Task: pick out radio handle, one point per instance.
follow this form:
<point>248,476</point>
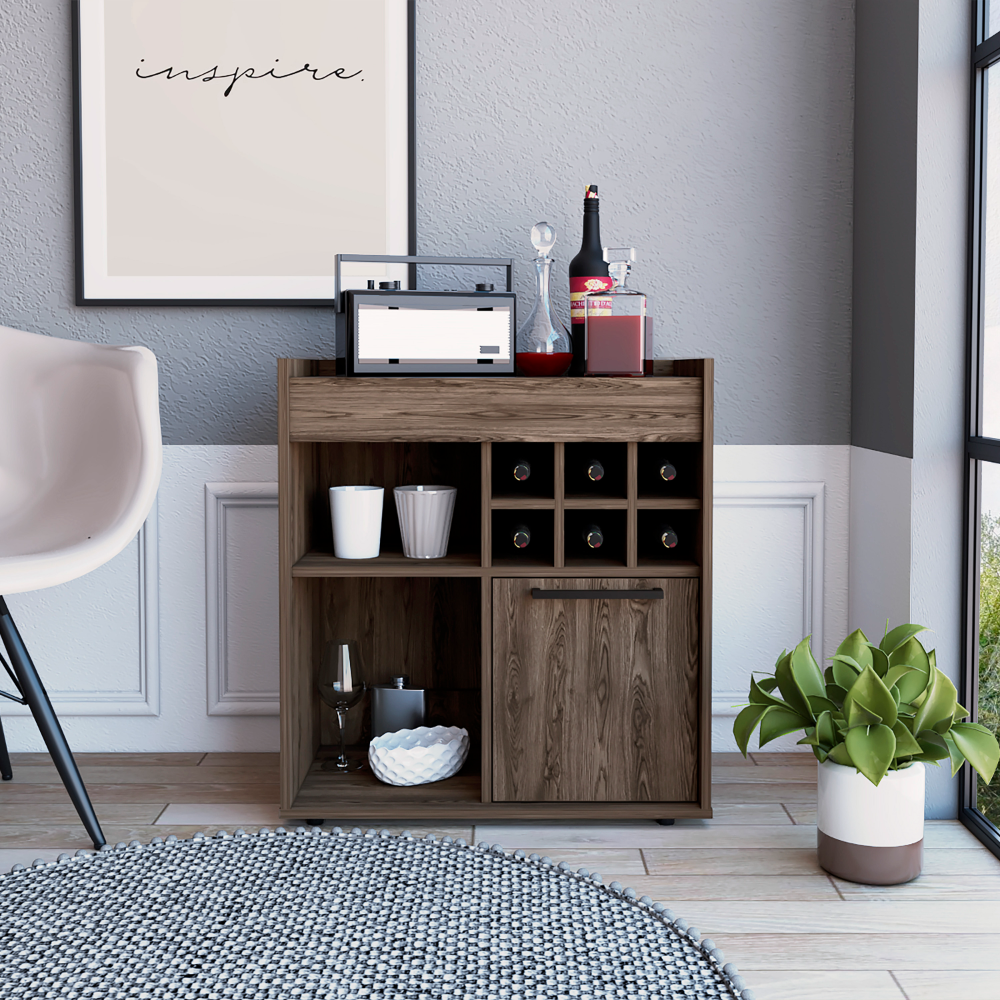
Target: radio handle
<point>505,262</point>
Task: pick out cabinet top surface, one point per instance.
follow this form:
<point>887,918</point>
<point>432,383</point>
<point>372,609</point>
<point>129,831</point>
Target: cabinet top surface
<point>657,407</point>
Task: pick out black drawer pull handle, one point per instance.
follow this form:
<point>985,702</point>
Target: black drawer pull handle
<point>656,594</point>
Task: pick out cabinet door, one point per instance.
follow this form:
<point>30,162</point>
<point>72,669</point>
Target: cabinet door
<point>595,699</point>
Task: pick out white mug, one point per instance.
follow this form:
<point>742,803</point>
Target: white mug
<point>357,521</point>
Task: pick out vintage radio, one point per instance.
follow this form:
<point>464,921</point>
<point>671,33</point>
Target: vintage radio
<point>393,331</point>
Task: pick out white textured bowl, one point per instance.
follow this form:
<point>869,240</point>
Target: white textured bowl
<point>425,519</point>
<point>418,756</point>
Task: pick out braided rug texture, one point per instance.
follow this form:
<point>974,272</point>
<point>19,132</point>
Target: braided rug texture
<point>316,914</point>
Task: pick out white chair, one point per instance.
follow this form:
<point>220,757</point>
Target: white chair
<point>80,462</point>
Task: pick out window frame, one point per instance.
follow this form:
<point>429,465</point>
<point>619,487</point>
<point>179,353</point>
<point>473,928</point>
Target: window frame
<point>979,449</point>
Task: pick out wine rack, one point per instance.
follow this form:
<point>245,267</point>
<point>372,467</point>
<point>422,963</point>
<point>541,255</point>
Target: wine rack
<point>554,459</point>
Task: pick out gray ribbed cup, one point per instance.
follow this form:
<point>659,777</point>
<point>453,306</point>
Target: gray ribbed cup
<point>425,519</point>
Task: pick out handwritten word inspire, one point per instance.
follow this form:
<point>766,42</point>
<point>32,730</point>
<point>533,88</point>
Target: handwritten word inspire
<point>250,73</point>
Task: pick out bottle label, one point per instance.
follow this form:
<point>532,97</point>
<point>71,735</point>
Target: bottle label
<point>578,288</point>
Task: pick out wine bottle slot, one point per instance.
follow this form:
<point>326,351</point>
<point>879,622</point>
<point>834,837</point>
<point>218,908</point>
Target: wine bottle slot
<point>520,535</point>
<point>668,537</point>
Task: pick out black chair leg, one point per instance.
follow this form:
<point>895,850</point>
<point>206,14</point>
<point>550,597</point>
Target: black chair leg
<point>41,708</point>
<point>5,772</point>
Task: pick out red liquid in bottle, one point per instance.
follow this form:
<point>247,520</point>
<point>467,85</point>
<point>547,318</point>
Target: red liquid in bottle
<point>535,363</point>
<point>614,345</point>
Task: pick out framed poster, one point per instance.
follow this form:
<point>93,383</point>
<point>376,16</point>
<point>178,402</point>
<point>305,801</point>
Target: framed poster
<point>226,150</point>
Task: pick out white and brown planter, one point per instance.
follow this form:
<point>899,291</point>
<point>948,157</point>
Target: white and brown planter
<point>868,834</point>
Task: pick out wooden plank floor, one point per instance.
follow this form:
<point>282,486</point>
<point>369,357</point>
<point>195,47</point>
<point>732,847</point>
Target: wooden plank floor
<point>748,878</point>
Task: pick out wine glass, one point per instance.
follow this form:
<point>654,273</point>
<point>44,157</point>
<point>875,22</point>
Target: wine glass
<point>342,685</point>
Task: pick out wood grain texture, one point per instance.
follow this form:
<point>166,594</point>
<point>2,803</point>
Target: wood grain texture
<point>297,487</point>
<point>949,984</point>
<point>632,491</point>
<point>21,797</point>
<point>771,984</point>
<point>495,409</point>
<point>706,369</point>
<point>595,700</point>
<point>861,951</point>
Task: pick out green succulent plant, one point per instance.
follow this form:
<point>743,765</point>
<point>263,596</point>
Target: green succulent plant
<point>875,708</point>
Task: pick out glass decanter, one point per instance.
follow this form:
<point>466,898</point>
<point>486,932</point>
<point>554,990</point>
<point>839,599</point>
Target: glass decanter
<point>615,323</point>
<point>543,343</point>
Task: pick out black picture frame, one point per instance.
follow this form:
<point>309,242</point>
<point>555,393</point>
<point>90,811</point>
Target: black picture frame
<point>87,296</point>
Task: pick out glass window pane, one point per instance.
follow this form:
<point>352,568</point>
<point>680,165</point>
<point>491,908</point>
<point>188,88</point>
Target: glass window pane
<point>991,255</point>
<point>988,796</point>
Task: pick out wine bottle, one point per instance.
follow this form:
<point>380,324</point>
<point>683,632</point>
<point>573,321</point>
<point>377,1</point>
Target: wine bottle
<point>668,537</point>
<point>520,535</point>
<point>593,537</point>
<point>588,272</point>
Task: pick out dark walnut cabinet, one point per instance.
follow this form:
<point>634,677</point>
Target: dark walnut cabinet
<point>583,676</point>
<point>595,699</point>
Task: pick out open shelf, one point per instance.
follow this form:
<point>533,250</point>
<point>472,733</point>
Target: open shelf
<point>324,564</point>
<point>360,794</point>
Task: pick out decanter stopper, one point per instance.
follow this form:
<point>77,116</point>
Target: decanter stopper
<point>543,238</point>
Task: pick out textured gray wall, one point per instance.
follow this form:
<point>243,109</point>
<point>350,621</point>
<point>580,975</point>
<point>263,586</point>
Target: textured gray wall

--*--

Could you give the data above again with "pick out" swapped for "mark" everywhere, changing nothing else and leaving out the pictures?

Answer for the task:
Task: mark radio handle, one point per instance.
follow this form:
<point>248,476</point>
Target: radio handle
<point>505,262</point>
Task: mark cabinet top surface, one point per instance.
follow this form:
<point>887,918</point>
<point>432,383</point>
<point>372,609</point>
<point>129,831</point>
Target: cabinet top surface
<point>657,407</point>
Task: mark black drawer pull handle, one point per instance.
follow this form:
<point>985,702</point>
Target: black drawer pull handle
<point>656,594</point>
Task: mark cabinet door, one point per instance.
follow this form:
<point>30,162</point>
<point>72,669</point>
Target: cabinet door
<point>595,699</point>
Task: mark white mug, one point per instance.
follow this form:
<point>742,803</point>
Target: white mug
<point>357,521</point>
Task: mark vintage radio, one point per instance.
follow this form:
<point>464,921</point>
<point>671,33</point>
Target: vintage radio
<point>393,331</point>
Task: mark white textured bowl, one point per instance.
follow this form:
<point>869,240</point>
Target: white textured bowl
<point>425,519</point>
<point>418,756</point>
Task: mark braided rug texture, one point per instance.
follow this form:
<point>974,272</point>
<point>19,132</point>
Target: braided rug texture
<point>316,914</point>
Task: mark white chair, one point per instance.
follow this form:
<point>220,757</point>
Target: white chair
<point>80,462</point>
Task: mark window frame, one point per instance.
follow this form:
<point>429,465</point>
<point>619,487</point>
<point>179,353</point>
<point>473,928</point>
Target: window frame
<point>979,449</point>
Task: mark wine rack, one point per instance.
follow this form:
<point>245,267</point>
<point>372,467</point>
<point>422,963</point>
<point>541,255</point>
Target: wine rack
<point>554,459</point>
Task: mark gray ribbed cup, one point per instance.
follow this form:
<point>659,777</point>
<point>453,306</point>
Target: gray ribbed cup
<point>425,519</point>
Task: mark handwritten word inspire, one point per instance.
follow this form:
<point>766,42</point>
<point>32,730</point>
<point>533,88</point>
Target: handwritten word inspire
<point>250,73</point>
Task: mark bottle label, one point per instance.
follow this form:
<point>532,97</point>
<point>71,735</point>
Target: bottle label
<point>578,288</point>
Task: mark wine bottle slot, one point per instance.
follow this form:
<point>326,351</point>
<point>879,622</point>
<point>834,837</point>
<point>218,908</point>
Target: wine bottle slot
<point>520,535</point>
<point>668,537</point>
Task: mark black chair leg, one point per instance.
follow this form:
<point>895,850</point>
<point>206,14</point>
<point>550,597</point>
Target: black chair leg
<point>41,708</point>
<point>5,772</point>
Task: mark red liquid in bottle, one point per instance.
follow this form:
<point>247,520</point>
<point>467,85</point>
<point>547,318</point>
Target: red liquid in bottle
<point>535,363</point>
<point>614,345</point>
Task: mark framed poster, one point per instance.
follow this form:
<point>93,383</point>
<point>376,16</point>
<point>178,402</point>
<point>305,801</point>
Target: framed poster
<point>226,150</point>
Task: mark white and brown planter, one point per instance.
follow this form:
<point>899,291</point>
<point>948,157</point>
Target: white and brown planter
<point>868,834</point>
Task: mark wooden plank floor, one point per instance.
follow this form:
<point>282,486</point>
<point>369,357</point>
<point>195,47</point>
<point>732,847</point>
Target: wooden plank floor
<point>748,878</point>
Task: mark wine glass, one point per instance.
follow this form:
<point>654,273</point>
<point>44,157</point>
<point>875,22</point>
Target: wine glass
<point>342,685</point>
Task: mark wood grain texture, one point per instance.
follow this form:
<point>166,594</point>
<point>2,803</point>
Target: wood grain texture
<point>297,487</point>
<point>949,984</point>
<point>632,491</point>
<point>21,797</point>
<point>771,984</point>
<point>495,409</point>
<point>706,369</point>
<point>595,700</point>
<point>861,951</point>
Task: mark green succulent plant, one point per instance.
follow this form:
<point>743,765</point>
<point>263,596</point>
Target: green succulent plant
<point>875,708</point>
Task: mark glass decanter, one point per instance.
follow this form:
<point>466,898</point>
<point>486,932</point>
<point>554,990</point>
<point>839,599</point>
Target: glass decanter
<point>615,323</point>
<point>543,343</point>
Task: mark black picture frame, one point per instance.
follow this form:
<point>309,242</point>
<point>555,393</point>
<point>90,811</point>
Target: black picture frame
<point>87,296</point>
Task: mark glass window pane, one point per instance.
follow this form:
<point>352,568</point>
<point>680,165</point>
<point>491,908</point>
<point>188,88</point>
Target: glass window pane
<point>991,255</point>
<point>988,796</point>
Task: mark wine bottle, one point per instance.
follow this form:
<point>380,324</point>
<point>683,632</point>
<point>573,321</point>
<point>377,1</point>
Target: wine bottle
<point>668,537</point>
<point>520,535</point>
<point>593,537</point>
<point>588,272</point>
Task: mark dark walnut cabinet, one point per instance.
follow this form:
<point>634,677</point>
Target: dark walnut cabinet
<point>583,676</point>
<point>595,699</point>
Task: mark open shelf, one point per instance.
follow this form:
<point>533,250</point>
<point>472,733</point>
Target: open shelf
<point>324,564</point>
<point>360,794</point>
Task: mark decanter stopper, one point per instance.
follow this form:
<point>77,116</point>
Target: decanter stopper
<point>543,238</point>
Task: mark textured gray wall, one point per instance.
follow this form:
<point>243,109</point>
<point>350,621</point>
<point>580,975</point>
<point>263,586</point>
Target: textured gray wall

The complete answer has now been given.